━━ ARTICLE ━━

Le thyristor est le composant électronique de puissance réalisant la fonction de diode commandée. De ce fait, il reprend le symbole électronique de la diode auquel on a ajouté une petite patte, son troisième pôle, la gâchette. Il est utilisé en interrupteur dans des circuits en ponts, qui remplacent les anciens ponts à diodes. On le rencontre dans les fonctions de convertisseur (hacheur et onduleur) et de redresseur.
Les premiers thyristors, ceux du TGV PSE, ne pouvaient pas être éteints par intervention sur la gâchette : il fallait utiliser un circuit d'extinction supplémentaire. Ce genre de circuit, à l’époque, est prohibitif en coût et en complexité, et retardera d’autant la fabrication des onduleurs, les variateurs de vitesse des moteurs à courant alternatif. Ces thyristors sans commande d’extinction sont toutefois déjà utilisés à la confection de ponts redresseurs, puisque étant alors alimentés en courant alternatif, ils s’éteignent tout seuls à chaque inversion périodique du courant.

━━━
━━ DONNÉES DU JEU ━━

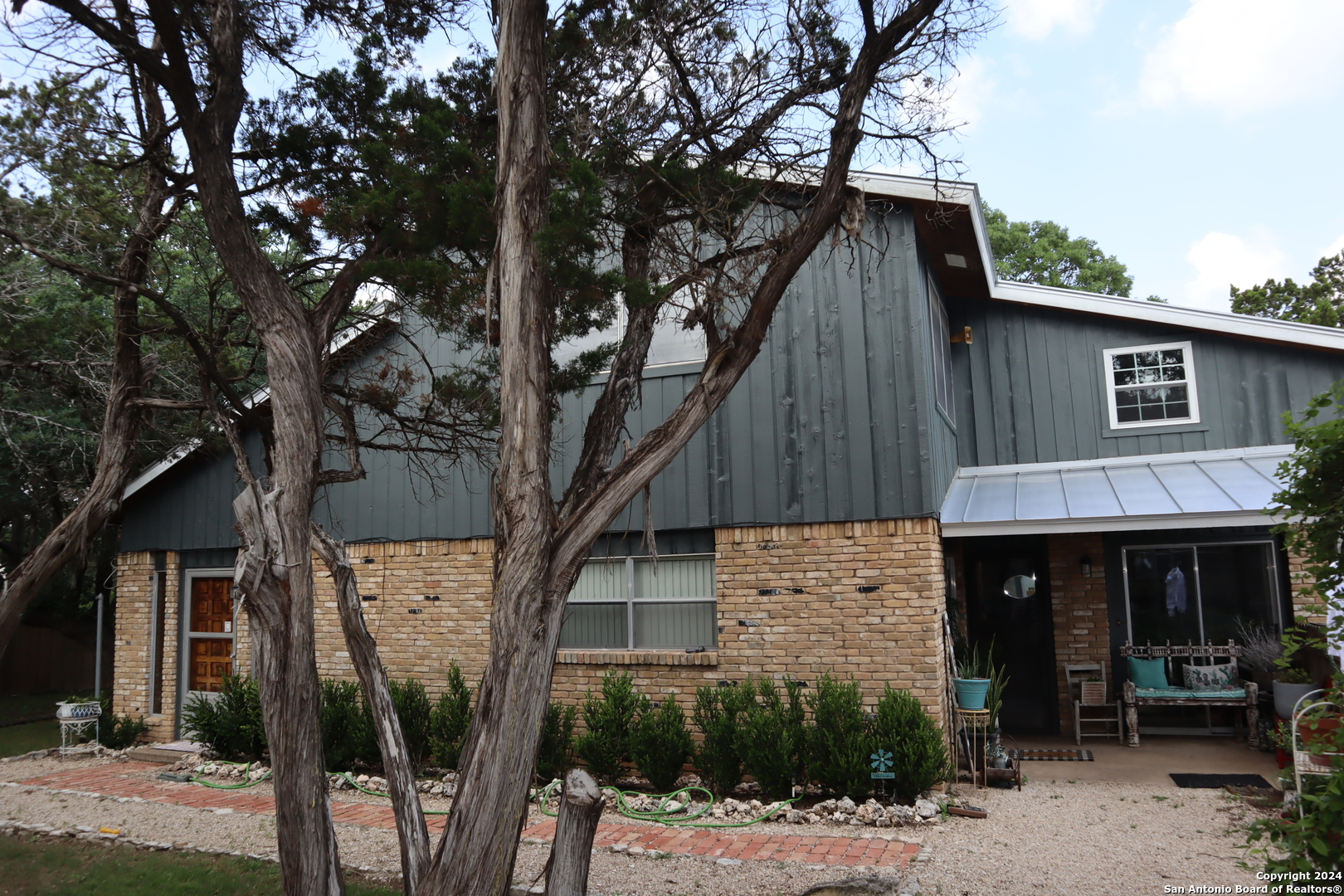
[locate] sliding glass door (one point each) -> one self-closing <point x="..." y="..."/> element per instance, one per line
<point x="1200" y="592"/>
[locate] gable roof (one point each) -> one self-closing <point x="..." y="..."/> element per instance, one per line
<point x="952" y="223"/>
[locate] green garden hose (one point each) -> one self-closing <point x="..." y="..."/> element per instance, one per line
<point x="661" y="815"/>
<point x="246" y="783"/>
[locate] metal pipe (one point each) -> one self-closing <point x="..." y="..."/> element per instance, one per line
<point x="97" y="655"/>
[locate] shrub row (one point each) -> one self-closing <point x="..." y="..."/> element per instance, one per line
<point x="762" y="730"/>
<point x="771" y="731"/>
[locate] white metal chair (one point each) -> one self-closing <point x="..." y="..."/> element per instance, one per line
<point x="1075" y="674"/>
<point x="1303" y="763"/>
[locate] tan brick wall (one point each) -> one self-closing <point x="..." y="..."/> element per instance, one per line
<point x="134" y="635"/>
<point x="812" y="617"/>
<point x="1082" y="621"/>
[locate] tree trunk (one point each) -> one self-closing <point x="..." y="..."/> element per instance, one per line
<point x="476" y="855"/>
<point x="581" y="807"/>
<point x="397" y="766"/>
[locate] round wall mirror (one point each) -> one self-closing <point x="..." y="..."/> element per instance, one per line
<point x="1020" y="587"/>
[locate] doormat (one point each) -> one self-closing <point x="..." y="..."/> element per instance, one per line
<point x="1218" y="782"/>
<point x="1053" y="755"/>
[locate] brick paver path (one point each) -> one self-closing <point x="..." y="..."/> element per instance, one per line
<point x="125" y="779"/>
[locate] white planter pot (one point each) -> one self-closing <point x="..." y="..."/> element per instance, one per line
<point x="1287" y="696"/>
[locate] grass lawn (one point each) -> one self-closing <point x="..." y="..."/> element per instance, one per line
<point x="35" y="735"/>
<point x="32" y="704"/>
<point x="47" y="867"/>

━━━

**CONSIGNES:**
(1) Recopiez mot pour mot le passage de l'article sur le thyristor qui commence par « Les premiers thyristors, ceux » et va jusqu'à « périodique du courant. ».
(2) Reprenez l'article sur le thyristor là où il s'arrête et écrivez la suite.
Ces données viennent d'une autre source que l'article.

**RÉPONSES DANS L'ORDRE:**
(1)
Les premiers thyristors, ceux du TGV PSE, ne pouvaient pas être éteints par intervention sur la gâchette : il fallait utiliser un circuit d'extinction supplémentaire. Ce genre de circuit, à l’époque, est prohibitif en coût et en complexité, et retardera d’autant la fabrication des onduleurs, les variateurs de vitesse des moteurs à courant alternatif. Ces thyristors sans commande d’extinction sont toutefois déjà utilisés à la confection de ponts redresseurs, puisque étant alors alimentés en courant alternatif, ils s’éteignent tout seuls à chaque inversion périodique du courant.

(2)
Les premiers thyristors ont rapidement été supplantés par les thyristors GTO (Gate Turn Off), dont l'extinction est enfin assurée par la gâchette. Ils équipent les hacheurs des TGV A dès leur sortie en 88. C'est l'apparition des thyristors GTO qui a permis la "généralisation TGV" en simplifiant grandement la construction des onduleurs, lesquels ont généralisé les chaînes de traction à moteurs synchrones puis asynchrones.
Le GTO est maintenant abandonné au profit de l'IGBT (Insulated Gate Bipolar Transistor) qui représente la version miniaturisée du GTO, ce qui en fait l'équivalent d'un transistor de puissance. Il permet la réalisation d'onduleurs très compacts et rendra possible à lui tout seul la 4ème génération de TGV à traction distribuée.

Après son record mondial de 380km/h en 1981, le TGV PSE est modéré à 270 km/h de vitesse commerciale, à laquelle il se balade distraitement. En 1999-2000, toutes les motrices PSE seront d'ailleurs upgradées en un tour de main pour 300 km/h, afin d'aligner leur vitesse sur celles des nouveaux TGV 2G (à noter au passage qu'elle seront également repeintes en bleu et gris, plus à la mode que leur orange pétant typique années 70 !).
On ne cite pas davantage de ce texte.